_TEKSTFRAGMENT_:
Cox in de Hoeksche Waard

Gepubliceerd: , in Jachtverhalen
“Ik dacht: als ik oud ben, kom ik terug naar de stad”, las ik in een interview met hem in de Volkskrant. Maar daar is Gerard op teruggekomen. De stad is veranderd, teveel veranderd. En daarbij komt, hij is domweg gelukkig in de, onze, Hoeksche Waard. Vanaf 8 september was hij wekelijks te zien in het RTL-programma “Beter laat dan nooit”.
Het is natuurlijk marketing, zo’n interview, en met marketing was Gerard, als kleine zelfstandige, altijd al mee bekend. Ook onze KNJV, de jagersvereniging, had de marketing en de combinatie marketing en Gerard Cox al jaren geleden ontdekt.

In De Jager (5/2004) stond een groot interview met Gerard over zijn kijk op de jacht en het zal niet verbazen: die was positief. “Jagen is gewoon fantastisch”, was de kop bij het artikel.
Ik werd getroffen door een passage in dat interview, waarin hem gevraagd werd of hij wel eens gejaagd had. “Dat niet”, antwoordde hij: “maar als ik ooit gevraagd zou worden, zou ik zeker ja zeggen”.

_LIJST_:
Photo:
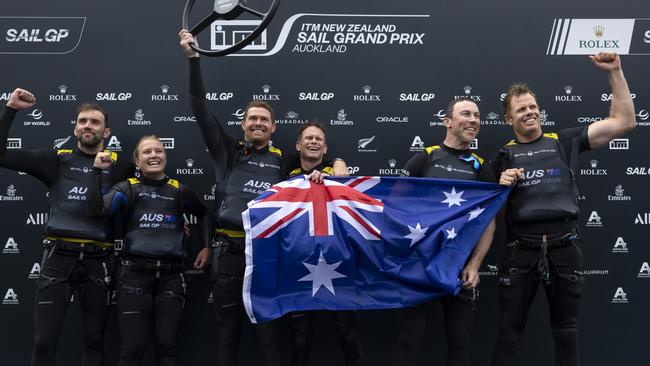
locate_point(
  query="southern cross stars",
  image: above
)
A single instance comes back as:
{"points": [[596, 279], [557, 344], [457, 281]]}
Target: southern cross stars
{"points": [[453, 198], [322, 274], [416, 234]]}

--

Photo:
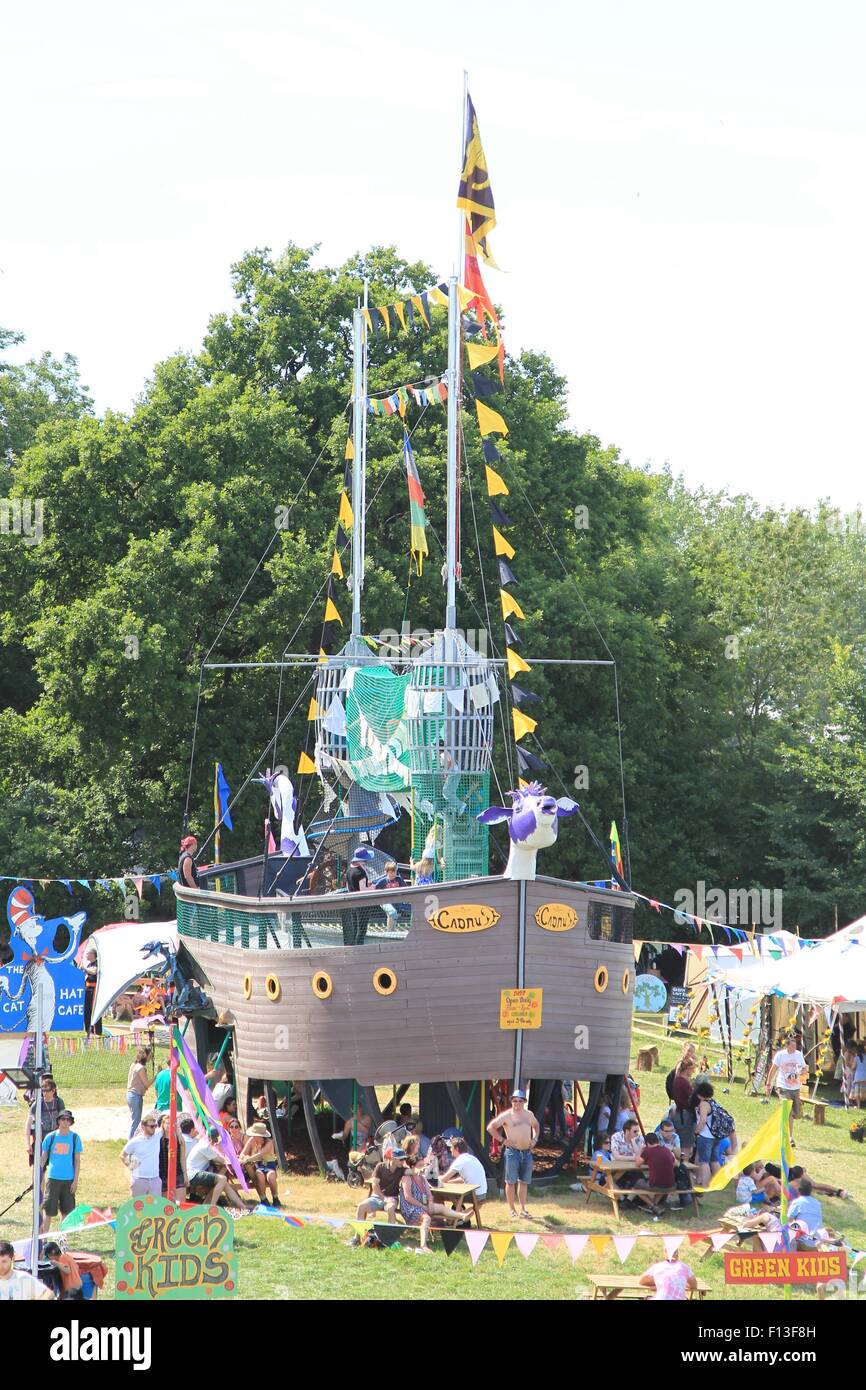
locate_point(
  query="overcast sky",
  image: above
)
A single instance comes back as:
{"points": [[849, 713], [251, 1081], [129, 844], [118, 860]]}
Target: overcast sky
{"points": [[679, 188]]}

_OPDRACHT_:
Neem het tekstfragment over Gerard Cox in de Hoeksche Waard volledig en woord voor woord over. De lijst speelt hierbij geen enkele rol.

_UITWERKING_:
Cox in de Hoeksche Waard

Gepubliceerd: , in Jachtverhalen
“Ik dacht: als ik oud ben, kom ik terug naar de stad”, las ik in een interview met hem in de Volkskrant. Maar daar is Gerard op teruggekomen. De stad is veranderd, teveel veranderd. En daarbij komt, hij is domweg gelukkig in de, onze, Hoeksche Waard. Vanaf 8 september was hij wekelijks te zien in het RTL-programma “Beter laat dan nooit”.
Het is natuurlijk marketing, zo’n interview, en met marketing was Gerard, als kleine zelfstandige, altijd al mee bekend. Ook onze KNJV, de jagersvereniging, had de marketing en de combinatie marketing en Gerard Cox al jaren geleden ontdekt.

In De Jager (5/2004) stond een groot interview met Gerard over zijn kijk op de jacht en het zal niet verbazen: die was positief. “Jagen is gewoon fantastisch”, was de kop bij het artikel.
Ik werd getroffen door een passage in dat interview, waarin hem gevraagd werd of hij wel eens gejaagd had. “Dat niet”, antwoordde hij: “maar als ik ooit gevraagd zou worden, zou ik zeker ja zeggen”.